### Exercise data
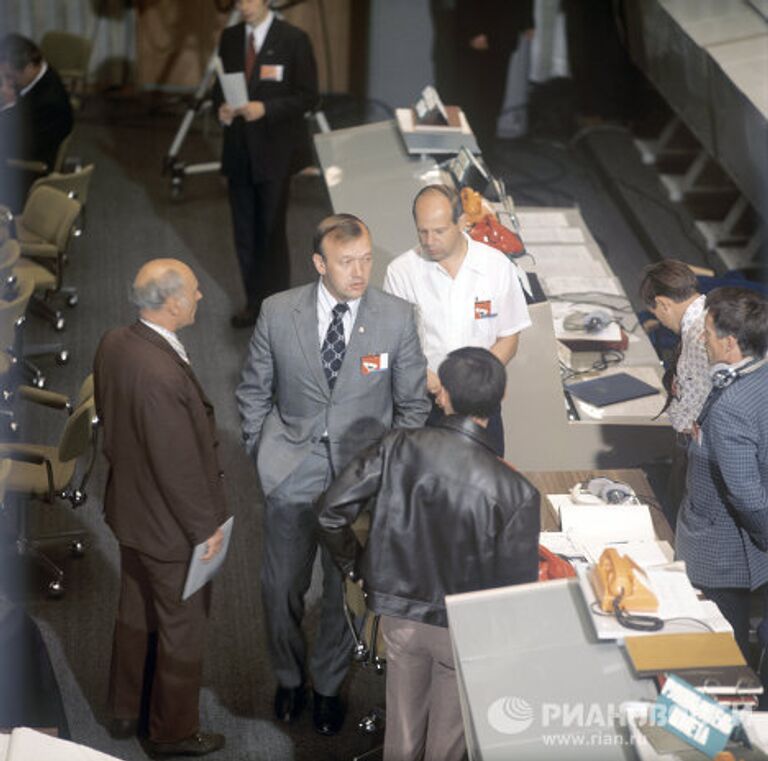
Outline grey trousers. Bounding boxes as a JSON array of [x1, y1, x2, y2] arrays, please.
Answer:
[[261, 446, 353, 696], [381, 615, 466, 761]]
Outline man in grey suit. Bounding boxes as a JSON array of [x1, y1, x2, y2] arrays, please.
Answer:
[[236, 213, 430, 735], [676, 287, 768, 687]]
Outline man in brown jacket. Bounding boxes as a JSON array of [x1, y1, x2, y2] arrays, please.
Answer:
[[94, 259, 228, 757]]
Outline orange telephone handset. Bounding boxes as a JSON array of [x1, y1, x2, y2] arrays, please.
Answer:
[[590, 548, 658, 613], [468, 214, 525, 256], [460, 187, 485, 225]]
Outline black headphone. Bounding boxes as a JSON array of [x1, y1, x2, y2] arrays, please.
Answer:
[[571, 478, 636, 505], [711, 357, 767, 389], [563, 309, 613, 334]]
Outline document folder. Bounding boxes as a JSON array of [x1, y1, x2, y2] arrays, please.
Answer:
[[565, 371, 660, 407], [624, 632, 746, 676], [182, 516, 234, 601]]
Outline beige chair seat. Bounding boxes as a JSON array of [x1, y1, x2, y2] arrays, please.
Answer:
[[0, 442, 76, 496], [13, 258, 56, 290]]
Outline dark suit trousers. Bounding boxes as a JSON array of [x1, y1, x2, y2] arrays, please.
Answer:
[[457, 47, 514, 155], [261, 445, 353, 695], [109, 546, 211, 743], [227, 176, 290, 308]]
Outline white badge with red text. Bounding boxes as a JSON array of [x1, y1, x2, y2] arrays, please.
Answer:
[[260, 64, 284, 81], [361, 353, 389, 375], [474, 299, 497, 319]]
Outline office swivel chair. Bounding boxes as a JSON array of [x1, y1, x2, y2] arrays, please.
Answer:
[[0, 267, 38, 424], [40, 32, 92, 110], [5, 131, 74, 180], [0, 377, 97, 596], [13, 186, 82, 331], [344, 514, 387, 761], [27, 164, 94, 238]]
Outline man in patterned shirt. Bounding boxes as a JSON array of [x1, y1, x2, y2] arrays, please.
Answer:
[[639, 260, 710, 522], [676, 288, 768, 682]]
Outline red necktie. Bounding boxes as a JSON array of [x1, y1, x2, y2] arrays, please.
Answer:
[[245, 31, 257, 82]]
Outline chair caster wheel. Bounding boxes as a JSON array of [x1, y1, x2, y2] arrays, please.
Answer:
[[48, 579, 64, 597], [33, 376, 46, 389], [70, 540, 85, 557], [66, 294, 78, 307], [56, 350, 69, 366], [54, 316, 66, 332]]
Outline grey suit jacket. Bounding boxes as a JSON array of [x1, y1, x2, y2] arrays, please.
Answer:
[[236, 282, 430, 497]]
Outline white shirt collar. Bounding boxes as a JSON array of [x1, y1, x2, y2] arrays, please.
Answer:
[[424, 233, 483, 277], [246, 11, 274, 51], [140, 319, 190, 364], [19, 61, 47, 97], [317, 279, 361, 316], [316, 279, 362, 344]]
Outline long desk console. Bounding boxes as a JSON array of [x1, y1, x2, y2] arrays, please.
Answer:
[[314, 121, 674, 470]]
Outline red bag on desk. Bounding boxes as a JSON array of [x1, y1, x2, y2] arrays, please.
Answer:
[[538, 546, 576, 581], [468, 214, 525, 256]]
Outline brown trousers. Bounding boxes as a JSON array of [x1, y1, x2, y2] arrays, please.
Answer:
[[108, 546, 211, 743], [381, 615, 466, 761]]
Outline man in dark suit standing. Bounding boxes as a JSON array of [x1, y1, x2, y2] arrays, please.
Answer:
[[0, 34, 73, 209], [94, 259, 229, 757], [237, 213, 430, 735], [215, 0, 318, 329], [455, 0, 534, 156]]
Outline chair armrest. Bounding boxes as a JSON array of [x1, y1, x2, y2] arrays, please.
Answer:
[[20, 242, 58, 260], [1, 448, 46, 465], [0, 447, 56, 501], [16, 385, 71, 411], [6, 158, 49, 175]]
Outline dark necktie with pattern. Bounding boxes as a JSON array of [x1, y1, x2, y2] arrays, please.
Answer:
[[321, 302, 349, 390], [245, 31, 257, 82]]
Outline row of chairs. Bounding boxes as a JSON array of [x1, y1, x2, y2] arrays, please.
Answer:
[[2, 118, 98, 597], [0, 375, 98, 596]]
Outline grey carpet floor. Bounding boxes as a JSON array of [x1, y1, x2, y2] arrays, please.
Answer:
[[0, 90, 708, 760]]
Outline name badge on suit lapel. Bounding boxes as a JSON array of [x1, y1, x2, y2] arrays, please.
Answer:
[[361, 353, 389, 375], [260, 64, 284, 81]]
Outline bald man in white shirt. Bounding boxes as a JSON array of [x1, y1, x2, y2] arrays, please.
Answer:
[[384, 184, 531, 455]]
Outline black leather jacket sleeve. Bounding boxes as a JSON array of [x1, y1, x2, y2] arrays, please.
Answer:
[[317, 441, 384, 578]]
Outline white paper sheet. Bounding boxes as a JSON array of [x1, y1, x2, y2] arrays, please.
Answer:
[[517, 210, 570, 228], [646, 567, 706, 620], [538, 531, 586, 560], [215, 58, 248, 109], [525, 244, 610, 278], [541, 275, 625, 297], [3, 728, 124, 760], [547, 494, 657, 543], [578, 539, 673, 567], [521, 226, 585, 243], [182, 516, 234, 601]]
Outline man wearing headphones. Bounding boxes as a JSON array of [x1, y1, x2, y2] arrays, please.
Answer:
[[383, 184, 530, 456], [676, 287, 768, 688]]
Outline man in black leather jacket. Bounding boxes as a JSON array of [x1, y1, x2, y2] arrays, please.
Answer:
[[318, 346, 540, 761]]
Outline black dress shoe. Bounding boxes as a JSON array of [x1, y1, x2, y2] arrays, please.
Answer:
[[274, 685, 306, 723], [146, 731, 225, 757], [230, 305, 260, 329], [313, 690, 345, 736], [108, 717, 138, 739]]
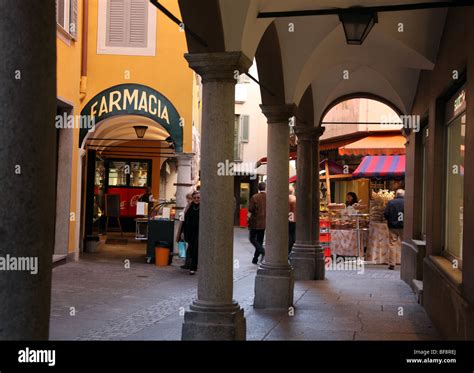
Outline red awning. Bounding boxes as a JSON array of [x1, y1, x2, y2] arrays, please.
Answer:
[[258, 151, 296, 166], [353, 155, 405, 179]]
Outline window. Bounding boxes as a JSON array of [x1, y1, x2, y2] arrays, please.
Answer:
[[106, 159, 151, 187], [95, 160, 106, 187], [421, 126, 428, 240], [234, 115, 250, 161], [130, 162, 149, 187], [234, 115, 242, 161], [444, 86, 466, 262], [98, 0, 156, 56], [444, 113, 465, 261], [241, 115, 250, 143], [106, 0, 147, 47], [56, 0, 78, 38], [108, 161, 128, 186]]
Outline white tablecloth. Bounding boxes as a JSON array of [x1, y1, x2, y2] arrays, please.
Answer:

### Activity
Everything from the first line of the entries through the line containing "Outline white shirt" is to be transcribed exactly; the pictures are not.

### Answer section
Outline grey trousers. Bounding boxes as a JSON array of [x1, y1, x2, y2] arrays, please.
Answer:
[[261, 446, 353, 696], [381, 615, 466, 761]]
Outline man in grey suit. Bounding boxes as a JSON array of [x1, y1, x2, y2] arrays, please.
Answer:
[[236, 213, 430, 735], [676, 287, 768, 687]]
Outline man in brown jacket. Bounding boxes as a JSON array of [x1, y1, x2, y2] arrays, please.
Answer:
[[94, 259, 228, 757]]
Outline orange telephone handset. Bounding boxes as a JSON array of [x1, y1, x2, y2] arrays, please.
Answer:
[[590, 548, 658, 613], [468, 214, 525, 256], [460, 187, 485, 225]]
Outline black headphone. Bounding boxes as a JSON array of [x1, y1, x2, y2] arrays, please.
Answer:
[[571, 478, 636, 505], [711, 357, 767, 389], [563, 309, 613, 334]]
Outline document folder. Bounding boxes as a JSON array of [x1, y1, x2, y2] arrays, please.
Answer:
[[565, 371, 660, 407], [624, 632, 746, 676], [182, 516, 234, 601]]
Outline beige chair seat. Bounding boxes as a JSON array of [x1, y1, x2, y2] arrays, please.
Answer:
[[0, 442, 76, 496], [13, 258, 56, 290]]
Outline dark suit trousers. Bounding boxes as a JSON array of [x1, y1, x2, y2] arrays, please.
Answer:
[[457, 47, 514, 155], [261, 445, 353, 695], [109, 546, 211, 743], [227, 176, 290, 308]]
Outline white badge with red text. Bounding boxes as a JSON array of [x1, y1, x2, y2] arrays, please.
Answer:
[[260, 64, 284, 81], [361, 353, 389, 375], [474, 299, 497, 319]]
Outline office swivel chair. Bounding boxes as a JSON array of [x1, y1, x2, y2] arrays, please.
Answer:
[[0, 267, 38, 424], [40, 32, 92, 110], [5, 131, 74, 180], [0, 377, 97, 596], [13, 186, 82, 331], [344, 514, 387, 761], [27, 164, 94, 238]]
Outline man in patterned shirt. Bounding boxes as a JSON array of [x1, y1, x2, y2] arrays, please.
Answer:
[[639, 260, 710, 522], [676, 288, 768, 682]]
Outline red necktie. Bounding boxes as a JSON array of [x1, y1, x2, y2] arrays, please.
Answer:
[[245, 31, 257, 82]]
Outline chair caster wheel. Bounding boxes as a JSON array of [x1, y1, x2, y2] arrays, please.
Answer:
[[48, 579, 64, 597], [33, 376, 46, 389], [70, 540, 85, 557], [66, 294, 78, 307], [56, 350, 69, 366], [54, 316, 66, 332]]
Outline grey suit jacket. Bounding boxes as a JSON array of [x1, y1, x2, y2] arrays, please.
Answer:
[[236, 282, 430, 497]]
Outline white shirt collar. Bounding boxes as a JSON array of [x1, y1, x2, y2] arrays, please.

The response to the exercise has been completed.